Available data
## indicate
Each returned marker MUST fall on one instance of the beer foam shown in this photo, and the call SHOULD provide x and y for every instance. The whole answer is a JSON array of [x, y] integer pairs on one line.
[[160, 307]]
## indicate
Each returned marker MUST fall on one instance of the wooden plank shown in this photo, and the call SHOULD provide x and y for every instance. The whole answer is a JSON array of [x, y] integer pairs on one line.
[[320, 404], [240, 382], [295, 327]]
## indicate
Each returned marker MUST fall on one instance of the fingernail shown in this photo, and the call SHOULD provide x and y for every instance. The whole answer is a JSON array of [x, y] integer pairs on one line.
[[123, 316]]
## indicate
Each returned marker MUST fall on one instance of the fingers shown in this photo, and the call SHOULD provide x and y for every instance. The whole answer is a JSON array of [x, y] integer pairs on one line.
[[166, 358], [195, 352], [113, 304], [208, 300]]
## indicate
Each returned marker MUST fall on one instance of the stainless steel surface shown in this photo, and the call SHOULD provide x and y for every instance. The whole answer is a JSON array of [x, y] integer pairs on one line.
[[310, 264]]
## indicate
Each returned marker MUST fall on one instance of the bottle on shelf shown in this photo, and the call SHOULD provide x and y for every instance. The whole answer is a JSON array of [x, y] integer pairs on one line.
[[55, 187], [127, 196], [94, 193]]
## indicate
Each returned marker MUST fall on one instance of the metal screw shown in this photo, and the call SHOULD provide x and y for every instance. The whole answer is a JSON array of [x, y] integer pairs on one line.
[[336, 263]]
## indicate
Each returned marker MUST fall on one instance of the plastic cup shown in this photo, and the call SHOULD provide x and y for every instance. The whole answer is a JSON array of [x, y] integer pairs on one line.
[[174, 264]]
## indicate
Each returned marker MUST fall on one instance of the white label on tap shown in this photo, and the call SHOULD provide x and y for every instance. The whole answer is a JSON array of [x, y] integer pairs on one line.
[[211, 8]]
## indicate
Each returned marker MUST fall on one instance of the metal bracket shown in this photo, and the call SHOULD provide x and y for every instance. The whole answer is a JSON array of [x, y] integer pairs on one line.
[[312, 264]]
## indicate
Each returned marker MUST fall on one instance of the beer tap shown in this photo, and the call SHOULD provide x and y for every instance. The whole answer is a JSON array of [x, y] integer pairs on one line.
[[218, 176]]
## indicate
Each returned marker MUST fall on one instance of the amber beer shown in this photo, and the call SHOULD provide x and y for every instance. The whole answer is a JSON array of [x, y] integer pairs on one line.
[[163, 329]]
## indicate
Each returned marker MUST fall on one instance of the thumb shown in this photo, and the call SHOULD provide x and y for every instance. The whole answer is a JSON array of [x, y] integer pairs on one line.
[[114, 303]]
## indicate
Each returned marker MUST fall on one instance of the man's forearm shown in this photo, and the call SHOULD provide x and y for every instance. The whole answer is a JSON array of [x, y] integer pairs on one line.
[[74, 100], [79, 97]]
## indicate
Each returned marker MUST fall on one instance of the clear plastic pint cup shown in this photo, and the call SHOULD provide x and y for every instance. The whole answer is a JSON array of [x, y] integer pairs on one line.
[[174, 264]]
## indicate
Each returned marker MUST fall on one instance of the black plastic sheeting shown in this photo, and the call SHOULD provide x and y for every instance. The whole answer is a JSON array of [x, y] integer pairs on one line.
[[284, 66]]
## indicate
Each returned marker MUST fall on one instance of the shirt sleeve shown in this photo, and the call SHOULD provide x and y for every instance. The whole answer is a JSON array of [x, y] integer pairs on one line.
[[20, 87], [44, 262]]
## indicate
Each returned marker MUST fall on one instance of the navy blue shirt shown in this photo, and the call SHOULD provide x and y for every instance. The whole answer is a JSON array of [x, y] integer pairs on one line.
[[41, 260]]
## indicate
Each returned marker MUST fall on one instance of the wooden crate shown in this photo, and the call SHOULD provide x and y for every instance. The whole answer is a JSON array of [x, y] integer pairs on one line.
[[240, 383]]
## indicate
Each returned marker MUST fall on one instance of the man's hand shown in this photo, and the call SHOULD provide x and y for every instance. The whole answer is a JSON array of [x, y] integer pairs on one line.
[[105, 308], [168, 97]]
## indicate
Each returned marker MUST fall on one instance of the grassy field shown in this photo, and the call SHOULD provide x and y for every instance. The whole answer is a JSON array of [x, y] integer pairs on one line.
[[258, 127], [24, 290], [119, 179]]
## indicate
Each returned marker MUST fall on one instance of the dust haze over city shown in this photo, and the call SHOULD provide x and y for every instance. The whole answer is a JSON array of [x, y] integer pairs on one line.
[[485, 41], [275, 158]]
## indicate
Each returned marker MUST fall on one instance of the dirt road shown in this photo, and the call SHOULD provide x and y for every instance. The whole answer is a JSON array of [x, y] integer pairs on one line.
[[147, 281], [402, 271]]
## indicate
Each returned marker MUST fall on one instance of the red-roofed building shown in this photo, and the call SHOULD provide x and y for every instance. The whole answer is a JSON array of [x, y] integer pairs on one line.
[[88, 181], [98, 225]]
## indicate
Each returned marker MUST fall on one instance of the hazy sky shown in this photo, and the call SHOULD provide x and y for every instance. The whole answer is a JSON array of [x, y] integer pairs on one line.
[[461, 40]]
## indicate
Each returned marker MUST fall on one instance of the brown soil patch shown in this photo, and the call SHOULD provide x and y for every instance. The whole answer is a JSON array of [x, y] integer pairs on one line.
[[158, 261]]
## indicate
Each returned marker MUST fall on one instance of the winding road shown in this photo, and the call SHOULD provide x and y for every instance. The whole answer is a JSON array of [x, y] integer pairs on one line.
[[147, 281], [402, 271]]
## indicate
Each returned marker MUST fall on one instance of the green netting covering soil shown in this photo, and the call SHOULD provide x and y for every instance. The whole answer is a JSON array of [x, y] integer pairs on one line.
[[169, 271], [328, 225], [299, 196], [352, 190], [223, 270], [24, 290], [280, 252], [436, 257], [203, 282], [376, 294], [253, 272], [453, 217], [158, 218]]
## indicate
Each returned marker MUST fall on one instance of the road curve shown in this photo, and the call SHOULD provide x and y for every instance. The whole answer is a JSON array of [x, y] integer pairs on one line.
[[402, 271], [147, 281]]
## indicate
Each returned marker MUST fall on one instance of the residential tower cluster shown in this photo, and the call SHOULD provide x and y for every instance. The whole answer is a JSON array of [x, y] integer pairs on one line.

Problem to work on
The full listing has to be duplicated exactly.

Your response
## indicate
Each returned marker MUST fall on one instance of the beer foam shown in this photo, and the call SHOULD provide x and y for every instance. The whole answer is a JSON array of [x, y] integer pairs on one line.
[[160, 307]]
## indicate
Each returned marker MUST fall on one instance of the wooden plank shown in this photo, and the call SHOULD provide x and y for every instance. The whole answer is a JSON array of [x, y] integer pairs on one line.
[[320, 404], [240, 382], [295, 327]]
## indicate
Each returned marker MUST fall on one instance of the fingernail shown in this photo, and the call SHOULD provide x and y for every instance. The whole answer is a JSON array of [x, y] integer pairs on one line.
[[123, 316]]
## indicate
Each returned marker MUST fall on one instance of the fingers shown in this photo, and the call SHOULD provide x and y for every instance. The whole answer is a JSON array of [x, y] integer pairs on one line.
[[166, 358], [195, 352], [113, 304], [208, 300]]
## indicate
Each returned marker MUST fall on one instance of the stainless steel surface shown in this photo, and the call SHOULD provide x and y for every instance. The whole answer is a JSON array of [x, y] integer pairs on one line.
[[310, 264]]
## indicate
Each returned marker MUST fall on one instance of the bottle on shelf shown in this photo, and the call SHOULD provide x and y for every instance. The whole answer is a JSON array of [x, y] integer pairs on one line.
[[55, 187], [127, 196], [94, 193]]
## indicate
Each returned marker MUST fall on one instance of the metal screw shown in this photo, and the call SHOULD provide x and y for every instance. The whole answer is a JSON array of [x, y] integer pairs on one line.
[[336, 263]]
## indicate
Each returned marker MUST fall on one instance of the plastic cup shown in this photo, and the call SHOULD provide x and y for every instance. The whole answer is a JSON array of [x, y] integer pairs on one line.
[[174, 264]]
## indicate
Each returned marker MUST fall on one instance of the white label on tap shown in this photo, and the call SHOULD provide x and y for every instance. The whole answer is a JSON array of [x, y] integer pairs on one line.
[[211, 8]]
## indicate
Each returned marker MUST fall on one instance of the metal bracket shown in this photo, and the call SHOULD provide x and y for every instance. The whole answer is a JSON array of [x, y] integer pairs on one line.
[[312, 264]]
## indicate
Each returned marker MUST fall on one instance of the beer tap shown in this photo, and the call SHOULD provide x and y for every instance. The whole answer is a JSON array of [x, y] integer pairs on one line.
[[218, 176]]
## indicate
Each returned marker MUST fall on one instance of the amber beer shown in this photo, and the call SHOULD provide x and y for every instance. The whole answer is a JSON array of [x, y] integer pairs on one line.
[[163, 329]]
## indicate
Each returned marker MUST fall on one instance of the thumb shown in this photo, and the call SHOULD provide x and y for every instance. The whole answer is a JSON array of [x, y] integer pairs on one line.
[[114, 303]]
## indicate
Each returned marker MUST fall on one instance of the man's forearm shown in this photo, and the call SHOULD provide x and y for every instance. The whole answer is a JSON array of [x, y] integer pairs on one line.
[[74, 100], [79, 97]]
## indicate
Each returned marker MUST fall on one instance of the clear plastic pint cup shown in this photo, and the call SHOULD provide x and y for every instance. The whole answer is a JSON array of [x, y] integer pairs on one line.
[[174, 264]]
## indicate
Each returned marker MUST fall on one instance of the black plastic sheeting shown in this photo, and the call SHOULD provide x and y for every instance. The whole answer is a JSON array of [x, y] integer pairs on one line.
[[284, 66]]
## indicate
Each returned marker MUST fall on one instance of the shirt sleeve shown in this photo, and the call SHOULD provide x and y for every instance. The whole answer is a JSON array of [x, y] integer pairs on one line.
[[20, 87], [44, 262]]
## indicate
Each returned marker MUST fall on one instance of the navy blue shirt shown in this photo, and the call SHOULD provide x and y for every instance. The whole answer is a JSON array of [x, y] integer pairs on one line.
[[41, 260]]
## indicate
Each returned marker MUST fall on one instance of the wooden crate shown in this photo, and the call SHOULD provide x and y for every instance. The whole answer is a JSON array of [x, y] integer pairs on one line.
[[240, 383]]
## indicate
Each returned marker MUST fall on one instance of the man's hand shown in this photo, and the call SHOULD provide x and y for every instance. The whole answer is a JSON array of [x, y] integer pairs on one line.
[[105, 308], [168, 97]]
## indicate
Each returned marker MUST fall on one instance of the grassy field shown in this photo, and the call SHOULD provide x and y for every instance. The whole answer is a JSON array of [x, y] integer pairs on one line.
[[258, 127], [24, 290], [119, 179]]
## indicate
Each returned marker MUST fall on one instance of the dust haze over city shown in this photo, and the call SHOULD provide x and y for every instance. The whole answer is a JSON array of [x, y] integer pairs on one line.
[[485, 41], [275, 158]]
## indicate
Each returned marker MUST fall on one instance of the dirt road shown in this photo, and the call SHOULD provide x and y for every instance. The whole answer is a JSON array of [x, y] integer pairs on one line.
[[147, 281], [402, 271]]
## indicate
Each returned marker MUST fall on one instance of the red-roofed building shown in this photo, and the call SHOULD provide x and y for every instance. The whole answer is a JSON array of [x, y] integer pairs on one line.
[[88, 181], [98, 225]]
## indicate
Each returned marker MUST fall on one instance of the hazy sky shown in this photo, and the call SHOULD provide x and y for every instance. The whole answer is a JSON array of [x, y] integer pairs on one line.
[[461, 40]]
## indicate
Each returned marker MUST fall on one instance of the brown soil patch shown in this photo, and the call SHOULD provide x and y for every instance. The whole answer is a JSON array of [x, y] integer pairs on one line.
[[158, 261]]
## indicate
Each returned marker MUST fall on one instance of the winding road shown in this photo, and the call SHOULD provide x and y for every instance. The whole answer is a JSON array of [x, y] integer pairs on one line.
[[147, 281], [402, 271]]
## indicate
Each returned marker MUST fall on one instance of the green netting covering soil shown in this photo, and the call SHOULD provide x and y for every instance. The whole answer is a JSON array of [x, y] integer pairs on one line.
[[169, 271], [328, 225], [299, 196], [352, 190], [223, 270], [24, 290], [280, 252], [436, 257], [203, 282], [376, 294], [253, 272], [453, 217], [158, 218]]
## indicate
Each returned marker MUST fall on one instance of the road curve shown in this photo, and the call SHOULD provide x and y for every instance. The whole answer is a JSON array of [x, y] integer pairs on one line.
[[402, 271], [147, 281]]
## indicate
Each returned marker MUST fall on one instance of the residential tower cluster shown in this photo, and the call SHOULD provide x and y for every instance. The whole answer is a JSON array of [x, y] integer pairs on one line.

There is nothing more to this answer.